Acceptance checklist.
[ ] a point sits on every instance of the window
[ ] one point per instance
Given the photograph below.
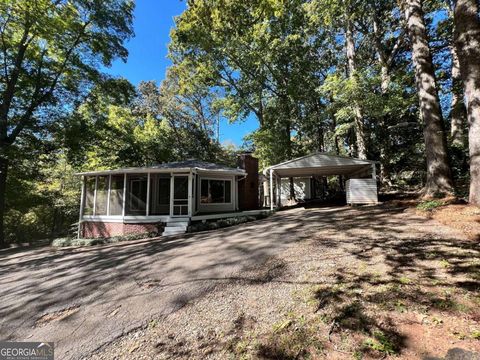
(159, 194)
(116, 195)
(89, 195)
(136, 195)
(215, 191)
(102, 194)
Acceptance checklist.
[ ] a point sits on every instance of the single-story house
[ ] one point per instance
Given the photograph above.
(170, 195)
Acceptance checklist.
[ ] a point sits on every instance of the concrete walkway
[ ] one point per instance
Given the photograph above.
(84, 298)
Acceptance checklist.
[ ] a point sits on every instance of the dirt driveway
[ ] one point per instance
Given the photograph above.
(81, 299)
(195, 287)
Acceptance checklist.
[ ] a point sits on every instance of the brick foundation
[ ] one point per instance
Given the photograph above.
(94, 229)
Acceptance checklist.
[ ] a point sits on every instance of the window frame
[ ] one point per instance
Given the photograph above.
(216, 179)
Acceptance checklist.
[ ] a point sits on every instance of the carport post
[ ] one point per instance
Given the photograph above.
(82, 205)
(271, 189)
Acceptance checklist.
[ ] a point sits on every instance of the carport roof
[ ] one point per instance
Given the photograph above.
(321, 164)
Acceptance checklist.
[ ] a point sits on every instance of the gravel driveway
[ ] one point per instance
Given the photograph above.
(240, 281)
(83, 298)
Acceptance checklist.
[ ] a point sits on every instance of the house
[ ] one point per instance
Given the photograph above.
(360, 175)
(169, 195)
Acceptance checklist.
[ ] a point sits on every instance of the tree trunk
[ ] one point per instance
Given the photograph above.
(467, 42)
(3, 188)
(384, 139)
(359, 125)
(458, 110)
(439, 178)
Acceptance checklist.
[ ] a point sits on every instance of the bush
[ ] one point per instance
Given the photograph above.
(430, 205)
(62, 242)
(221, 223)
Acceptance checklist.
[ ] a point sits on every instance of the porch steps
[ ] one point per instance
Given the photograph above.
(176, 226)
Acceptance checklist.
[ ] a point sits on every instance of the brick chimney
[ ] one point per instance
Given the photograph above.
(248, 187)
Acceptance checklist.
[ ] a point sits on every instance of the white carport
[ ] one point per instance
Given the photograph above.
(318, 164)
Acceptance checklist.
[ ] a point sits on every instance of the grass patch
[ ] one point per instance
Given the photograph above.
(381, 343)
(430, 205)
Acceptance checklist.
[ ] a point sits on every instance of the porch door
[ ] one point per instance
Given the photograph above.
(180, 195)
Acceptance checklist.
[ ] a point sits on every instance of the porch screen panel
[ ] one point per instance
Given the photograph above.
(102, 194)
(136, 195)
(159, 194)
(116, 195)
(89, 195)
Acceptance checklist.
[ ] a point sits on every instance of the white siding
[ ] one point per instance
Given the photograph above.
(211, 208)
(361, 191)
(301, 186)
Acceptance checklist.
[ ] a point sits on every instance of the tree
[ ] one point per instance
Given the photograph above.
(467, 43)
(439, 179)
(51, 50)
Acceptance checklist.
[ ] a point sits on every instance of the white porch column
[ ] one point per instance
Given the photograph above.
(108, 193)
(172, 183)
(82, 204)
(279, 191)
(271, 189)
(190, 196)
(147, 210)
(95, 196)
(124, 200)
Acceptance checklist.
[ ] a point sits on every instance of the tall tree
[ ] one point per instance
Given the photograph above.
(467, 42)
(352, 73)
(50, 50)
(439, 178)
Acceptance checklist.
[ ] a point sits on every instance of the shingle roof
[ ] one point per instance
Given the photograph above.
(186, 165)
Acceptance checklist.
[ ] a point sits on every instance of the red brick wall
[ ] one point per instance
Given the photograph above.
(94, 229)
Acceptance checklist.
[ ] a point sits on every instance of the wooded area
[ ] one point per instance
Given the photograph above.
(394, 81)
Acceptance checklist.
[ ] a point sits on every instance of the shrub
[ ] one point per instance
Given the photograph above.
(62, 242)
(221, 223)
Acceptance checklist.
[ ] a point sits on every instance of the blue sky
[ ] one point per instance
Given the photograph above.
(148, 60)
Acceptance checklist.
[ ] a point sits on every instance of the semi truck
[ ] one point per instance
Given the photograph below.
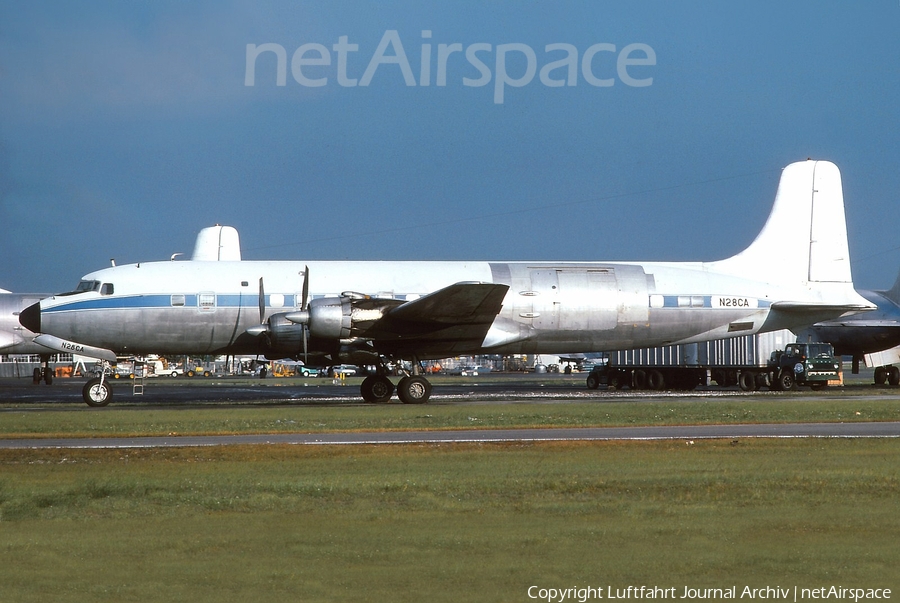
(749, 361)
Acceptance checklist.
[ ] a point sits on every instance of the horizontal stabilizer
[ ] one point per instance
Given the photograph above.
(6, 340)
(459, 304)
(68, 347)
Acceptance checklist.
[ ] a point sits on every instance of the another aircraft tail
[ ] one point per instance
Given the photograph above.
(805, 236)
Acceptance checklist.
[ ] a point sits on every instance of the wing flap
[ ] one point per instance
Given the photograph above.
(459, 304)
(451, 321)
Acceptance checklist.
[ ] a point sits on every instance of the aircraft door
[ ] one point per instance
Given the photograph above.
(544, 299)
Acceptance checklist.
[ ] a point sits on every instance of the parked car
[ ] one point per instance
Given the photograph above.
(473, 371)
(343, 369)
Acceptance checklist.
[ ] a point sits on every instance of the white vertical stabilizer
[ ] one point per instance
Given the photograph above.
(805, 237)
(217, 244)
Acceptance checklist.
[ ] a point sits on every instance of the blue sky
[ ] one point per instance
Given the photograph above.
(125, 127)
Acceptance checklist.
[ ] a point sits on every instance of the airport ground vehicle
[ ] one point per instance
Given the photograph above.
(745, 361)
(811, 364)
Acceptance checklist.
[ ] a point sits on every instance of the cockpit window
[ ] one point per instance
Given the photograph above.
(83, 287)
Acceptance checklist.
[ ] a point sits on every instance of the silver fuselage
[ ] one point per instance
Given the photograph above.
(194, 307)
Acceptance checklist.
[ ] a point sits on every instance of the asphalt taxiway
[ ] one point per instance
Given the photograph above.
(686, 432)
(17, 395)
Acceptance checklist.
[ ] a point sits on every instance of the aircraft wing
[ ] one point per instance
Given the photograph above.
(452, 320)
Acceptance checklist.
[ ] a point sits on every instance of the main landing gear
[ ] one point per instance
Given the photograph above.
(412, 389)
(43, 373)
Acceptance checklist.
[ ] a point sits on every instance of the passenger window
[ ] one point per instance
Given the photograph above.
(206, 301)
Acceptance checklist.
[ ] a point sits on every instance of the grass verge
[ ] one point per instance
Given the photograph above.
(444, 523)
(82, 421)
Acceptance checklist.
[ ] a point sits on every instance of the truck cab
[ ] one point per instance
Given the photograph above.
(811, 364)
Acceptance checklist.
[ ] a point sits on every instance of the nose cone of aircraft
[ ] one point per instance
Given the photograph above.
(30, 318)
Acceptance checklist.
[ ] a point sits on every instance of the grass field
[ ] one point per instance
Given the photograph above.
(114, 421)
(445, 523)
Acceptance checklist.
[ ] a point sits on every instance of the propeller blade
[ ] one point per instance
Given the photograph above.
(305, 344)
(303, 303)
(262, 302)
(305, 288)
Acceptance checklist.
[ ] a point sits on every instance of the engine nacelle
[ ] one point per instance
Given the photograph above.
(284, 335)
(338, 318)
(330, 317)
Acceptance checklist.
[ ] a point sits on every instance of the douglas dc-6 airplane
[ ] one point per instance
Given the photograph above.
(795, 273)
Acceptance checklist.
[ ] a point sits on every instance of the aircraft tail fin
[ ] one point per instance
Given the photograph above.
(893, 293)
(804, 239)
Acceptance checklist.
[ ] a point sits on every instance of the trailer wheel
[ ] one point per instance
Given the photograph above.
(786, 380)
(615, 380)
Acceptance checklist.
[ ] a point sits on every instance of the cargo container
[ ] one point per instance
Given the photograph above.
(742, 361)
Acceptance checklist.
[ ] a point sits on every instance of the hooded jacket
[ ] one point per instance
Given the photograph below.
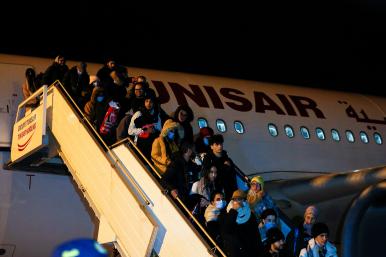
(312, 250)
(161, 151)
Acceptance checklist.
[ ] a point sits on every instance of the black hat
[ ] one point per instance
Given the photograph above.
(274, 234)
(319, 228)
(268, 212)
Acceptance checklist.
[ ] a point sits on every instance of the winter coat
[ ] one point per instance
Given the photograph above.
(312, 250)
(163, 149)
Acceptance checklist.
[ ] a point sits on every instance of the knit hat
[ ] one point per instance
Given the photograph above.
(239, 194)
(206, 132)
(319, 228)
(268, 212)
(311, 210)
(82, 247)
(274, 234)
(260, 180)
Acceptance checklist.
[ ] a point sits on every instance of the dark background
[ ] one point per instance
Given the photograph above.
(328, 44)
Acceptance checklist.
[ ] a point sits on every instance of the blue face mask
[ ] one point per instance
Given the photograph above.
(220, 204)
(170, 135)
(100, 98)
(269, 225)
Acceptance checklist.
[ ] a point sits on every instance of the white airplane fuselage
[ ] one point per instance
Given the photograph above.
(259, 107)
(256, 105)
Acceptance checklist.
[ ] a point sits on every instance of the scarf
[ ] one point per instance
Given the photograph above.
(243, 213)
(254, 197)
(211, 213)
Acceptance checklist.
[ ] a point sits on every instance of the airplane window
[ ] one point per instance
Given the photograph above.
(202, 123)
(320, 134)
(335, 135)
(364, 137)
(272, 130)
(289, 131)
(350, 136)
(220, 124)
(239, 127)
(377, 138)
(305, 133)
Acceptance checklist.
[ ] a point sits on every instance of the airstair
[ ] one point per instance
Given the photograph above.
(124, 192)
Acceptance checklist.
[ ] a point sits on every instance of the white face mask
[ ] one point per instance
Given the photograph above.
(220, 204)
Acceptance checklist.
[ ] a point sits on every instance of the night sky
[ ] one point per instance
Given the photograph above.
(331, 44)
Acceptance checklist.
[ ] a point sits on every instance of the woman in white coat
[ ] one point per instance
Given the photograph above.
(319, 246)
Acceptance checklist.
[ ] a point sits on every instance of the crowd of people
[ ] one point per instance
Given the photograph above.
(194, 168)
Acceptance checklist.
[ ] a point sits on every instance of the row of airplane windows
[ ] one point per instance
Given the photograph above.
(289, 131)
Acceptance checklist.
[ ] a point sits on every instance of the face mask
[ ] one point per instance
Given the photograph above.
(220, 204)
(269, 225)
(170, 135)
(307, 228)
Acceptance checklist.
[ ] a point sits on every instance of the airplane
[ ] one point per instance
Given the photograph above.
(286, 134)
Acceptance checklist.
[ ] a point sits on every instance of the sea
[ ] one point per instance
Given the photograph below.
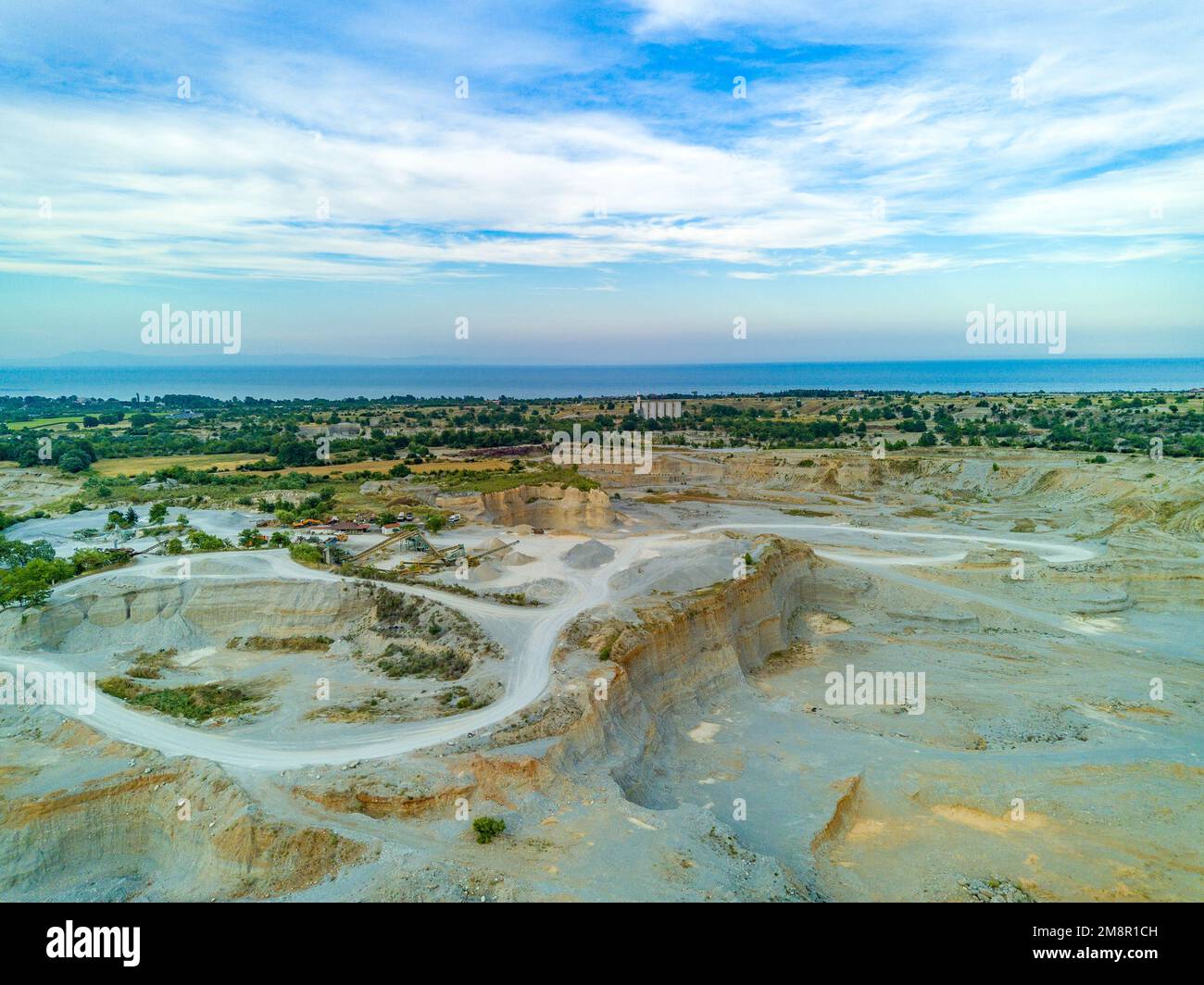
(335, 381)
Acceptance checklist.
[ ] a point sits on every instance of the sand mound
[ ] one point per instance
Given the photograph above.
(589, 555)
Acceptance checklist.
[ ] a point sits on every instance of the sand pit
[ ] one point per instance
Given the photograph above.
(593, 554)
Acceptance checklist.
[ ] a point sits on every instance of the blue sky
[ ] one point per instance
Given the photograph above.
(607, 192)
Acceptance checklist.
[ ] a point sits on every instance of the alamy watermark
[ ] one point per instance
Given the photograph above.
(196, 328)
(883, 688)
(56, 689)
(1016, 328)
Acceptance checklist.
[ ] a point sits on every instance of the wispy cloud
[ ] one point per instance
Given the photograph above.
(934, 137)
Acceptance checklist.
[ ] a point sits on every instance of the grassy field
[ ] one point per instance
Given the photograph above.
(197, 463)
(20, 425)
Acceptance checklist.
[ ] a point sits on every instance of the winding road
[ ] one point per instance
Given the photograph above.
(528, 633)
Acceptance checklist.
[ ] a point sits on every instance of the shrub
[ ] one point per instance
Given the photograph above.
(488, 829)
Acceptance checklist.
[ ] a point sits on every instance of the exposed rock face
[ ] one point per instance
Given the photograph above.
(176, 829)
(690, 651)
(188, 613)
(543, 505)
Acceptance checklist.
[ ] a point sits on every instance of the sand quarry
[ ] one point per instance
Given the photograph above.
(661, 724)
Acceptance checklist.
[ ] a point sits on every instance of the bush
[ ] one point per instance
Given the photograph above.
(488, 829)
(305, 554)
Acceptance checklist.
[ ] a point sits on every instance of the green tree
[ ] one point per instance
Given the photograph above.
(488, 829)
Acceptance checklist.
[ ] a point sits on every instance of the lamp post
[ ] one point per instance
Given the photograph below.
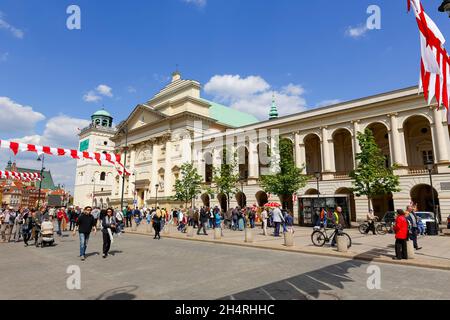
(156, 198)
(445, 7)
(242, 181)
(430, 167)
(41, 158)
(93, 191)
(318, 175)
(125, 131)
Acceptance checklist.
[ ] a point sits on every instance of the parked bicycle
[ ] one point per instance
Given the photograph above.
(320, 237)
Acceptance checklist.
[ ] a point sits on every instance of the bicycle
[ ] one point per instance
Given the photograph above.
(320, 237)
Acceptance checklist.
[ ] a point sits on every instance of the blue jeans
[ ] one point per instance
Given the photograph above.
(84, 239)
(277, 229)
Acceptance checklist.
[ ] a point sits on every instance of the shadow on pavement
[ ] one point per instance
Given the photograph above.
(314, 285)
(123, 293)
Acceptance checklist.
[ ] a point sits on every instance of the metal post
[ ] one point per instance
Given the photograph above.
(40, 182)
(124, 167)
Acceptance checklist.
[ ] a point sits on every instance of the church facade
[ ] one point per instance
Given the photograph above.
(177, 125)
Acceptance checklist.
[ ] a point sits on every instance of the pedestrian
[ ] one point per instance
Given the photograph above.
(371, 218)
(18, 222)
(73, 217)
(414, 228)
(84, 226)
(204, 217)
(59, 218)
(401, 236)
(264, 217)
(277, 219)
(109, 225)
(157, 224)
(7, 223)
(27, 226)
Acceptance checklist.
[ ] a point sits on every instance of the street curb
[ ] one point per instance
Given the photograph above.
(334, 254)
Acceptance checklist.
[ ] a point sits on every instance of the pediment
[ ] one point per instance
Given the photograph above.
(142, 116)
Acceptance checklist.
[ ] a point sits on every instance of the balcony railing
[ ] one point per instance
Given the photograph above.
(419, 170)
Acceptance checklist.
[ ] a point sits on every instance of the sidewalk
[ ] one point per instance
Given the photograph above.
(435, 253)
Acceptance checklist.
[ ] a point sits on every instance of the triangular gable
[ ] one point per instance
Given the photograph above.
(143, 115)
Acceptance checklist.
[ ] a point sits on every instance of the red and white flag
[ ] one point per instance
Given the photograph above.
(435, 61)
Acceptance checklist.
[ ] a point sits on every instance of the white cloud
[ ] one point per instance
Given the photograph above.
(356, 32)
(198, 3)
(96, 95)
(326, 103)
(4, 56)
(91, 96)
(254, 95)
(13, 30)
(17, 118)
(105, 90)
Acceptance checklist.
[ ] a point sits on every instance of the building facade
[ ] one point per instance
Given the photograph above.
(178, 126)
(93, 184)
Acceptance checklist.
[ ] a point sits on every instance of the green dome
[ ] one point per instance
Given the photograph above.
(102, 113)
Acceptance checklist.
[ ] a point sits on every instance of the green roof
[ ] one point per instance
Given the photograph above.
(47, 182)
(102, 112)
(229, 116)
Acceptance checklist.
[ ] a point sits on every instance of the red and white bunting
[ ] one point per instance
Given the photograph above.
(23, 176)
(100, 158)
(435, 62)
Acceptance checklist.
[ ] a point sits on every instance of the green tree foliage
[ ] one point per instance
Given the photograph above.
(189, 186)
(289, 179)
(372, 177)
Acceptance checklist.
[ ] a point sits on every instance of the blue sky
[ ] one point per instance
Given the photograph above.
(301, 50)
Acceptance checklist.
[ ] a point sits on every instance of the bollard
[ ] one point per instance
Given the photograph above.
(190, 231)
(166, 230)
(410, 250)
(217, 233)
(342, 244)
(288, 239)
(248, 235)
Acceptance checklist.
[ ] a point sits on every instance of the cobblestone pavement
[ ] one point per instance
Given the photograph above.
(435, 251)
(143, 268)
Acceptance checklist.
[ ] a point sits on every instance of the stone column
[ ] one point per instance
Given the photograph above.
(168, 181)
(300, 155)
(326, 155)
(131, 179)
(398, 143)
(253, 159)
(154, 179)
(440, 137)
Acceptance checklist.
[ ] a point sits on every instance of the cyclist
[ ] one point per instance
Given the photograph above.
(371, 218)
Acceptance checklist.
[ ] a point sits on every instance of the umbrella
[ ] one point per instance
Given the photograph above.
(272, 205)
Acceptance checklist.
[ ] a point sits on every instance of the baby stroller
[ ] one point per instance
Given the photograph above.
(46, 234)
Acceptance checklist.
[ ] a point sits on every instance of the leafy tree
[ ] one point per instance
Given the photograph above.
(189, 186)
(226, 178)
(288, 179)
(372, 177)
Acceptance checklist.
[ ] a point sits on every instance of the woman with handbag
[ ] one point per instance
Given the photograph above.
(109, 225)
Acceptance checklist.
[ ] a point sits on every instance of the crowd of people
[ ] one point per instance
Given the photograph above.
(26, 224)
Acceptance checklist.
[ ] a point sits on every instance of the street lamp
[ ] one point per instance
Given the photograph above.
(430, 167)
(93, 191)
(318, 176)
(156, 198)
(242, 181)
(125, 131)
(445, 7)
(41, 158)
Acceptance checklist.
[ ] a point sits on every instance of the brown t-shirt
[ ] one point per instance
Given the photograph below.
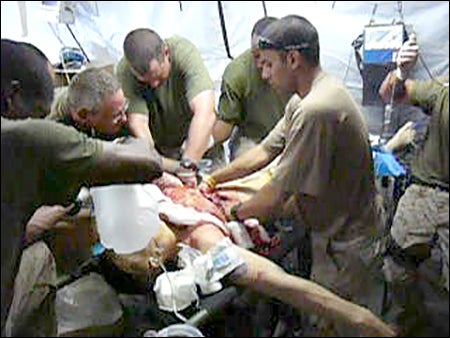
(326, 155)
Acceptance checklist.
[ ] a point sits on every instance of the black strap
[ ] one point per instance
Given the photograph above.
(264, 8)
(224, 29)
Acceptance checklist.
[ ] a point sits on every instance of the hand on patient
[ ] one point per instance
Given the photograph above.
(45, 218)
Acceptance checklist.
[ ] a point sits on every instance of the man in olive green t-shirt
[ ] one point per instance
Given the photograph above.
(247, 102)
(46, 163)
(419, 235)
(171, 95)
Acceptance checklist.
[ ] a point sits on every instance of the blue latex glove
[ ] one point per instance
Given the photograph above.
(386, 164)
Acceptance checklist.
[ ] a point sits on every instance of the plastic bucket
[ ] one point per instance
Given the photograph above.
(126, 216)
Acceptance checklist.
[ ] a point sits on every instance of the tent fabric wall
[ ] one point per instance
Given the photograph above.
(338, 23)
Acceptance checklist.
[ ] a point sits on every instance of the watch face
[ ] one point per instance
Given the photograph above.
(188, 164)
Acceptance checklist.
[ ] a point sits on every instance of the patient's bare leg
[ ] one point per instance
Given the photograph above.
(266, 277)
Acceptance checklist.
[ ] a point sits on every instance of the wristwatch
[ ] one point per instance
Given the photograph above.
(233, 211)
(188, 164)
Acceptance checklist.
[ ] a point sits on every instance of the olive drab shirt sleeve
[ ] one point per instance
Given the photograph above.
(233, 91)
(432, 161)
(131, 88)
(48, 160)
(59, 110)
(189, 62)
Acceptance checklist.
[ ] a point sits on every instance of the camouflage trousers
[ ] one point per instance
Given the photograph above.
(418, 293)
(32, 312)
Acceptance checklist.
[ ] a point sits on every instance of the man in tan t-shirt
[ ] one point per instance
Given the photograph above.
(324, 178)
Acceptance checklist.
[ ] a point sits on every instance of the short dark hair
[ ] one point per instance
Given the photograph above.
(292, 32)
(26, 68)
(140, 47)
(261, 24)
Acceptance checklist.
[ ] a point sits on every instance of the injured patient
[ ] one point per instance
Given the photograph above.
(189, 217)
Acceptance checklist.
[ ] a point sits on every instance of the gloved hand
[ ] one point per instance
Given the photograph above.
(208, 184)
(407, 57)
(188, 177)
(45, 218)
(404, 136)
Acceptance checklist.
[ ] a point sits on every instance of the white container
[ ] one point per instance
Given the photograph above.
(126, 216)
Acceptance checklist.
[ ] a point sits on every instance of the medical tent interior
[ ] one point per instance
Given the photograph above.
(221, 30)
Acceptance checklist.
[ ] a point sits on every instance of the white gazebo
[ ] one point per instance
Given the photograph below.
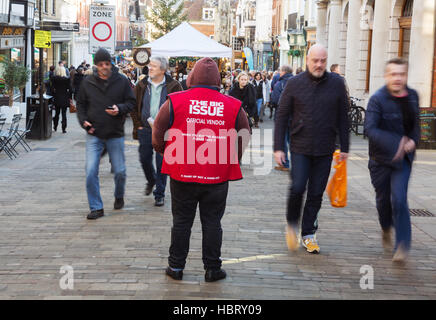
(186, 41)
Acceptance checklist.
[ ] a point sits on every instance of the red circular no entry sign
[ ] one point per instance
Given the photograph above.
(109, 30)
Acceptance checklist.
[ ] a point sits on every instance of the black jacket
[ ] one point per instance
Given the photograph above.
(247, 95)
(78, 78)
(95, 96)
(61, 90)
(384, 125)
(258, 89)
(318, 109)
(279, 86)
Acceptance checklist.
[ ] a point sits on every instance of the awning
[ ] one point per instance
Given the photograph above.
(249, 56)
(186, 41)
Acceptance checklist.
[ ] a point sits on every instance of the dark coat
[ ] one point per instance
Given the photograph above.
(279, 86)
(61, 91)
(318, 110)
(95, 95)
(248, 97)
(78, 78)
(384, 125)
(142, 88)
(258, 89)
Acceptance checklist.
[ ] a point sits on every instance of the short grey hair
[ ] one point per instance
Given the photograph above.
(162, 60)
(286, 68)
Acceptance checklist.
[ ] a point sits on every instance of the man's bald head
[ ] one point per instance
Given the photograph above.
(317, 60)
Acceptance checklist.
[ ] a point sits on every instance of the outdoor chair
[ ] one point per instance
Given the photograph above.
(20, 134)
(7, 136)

TASK REQUIREMENTS
Wherever a line in the data above contains the word "carport", copy that line.

FINAL ANSWER
[ ] a point sits on every instance of the carport post
[ ] a point sits on every instance of the carport roof
[ ] a point sits on every instance of the white carport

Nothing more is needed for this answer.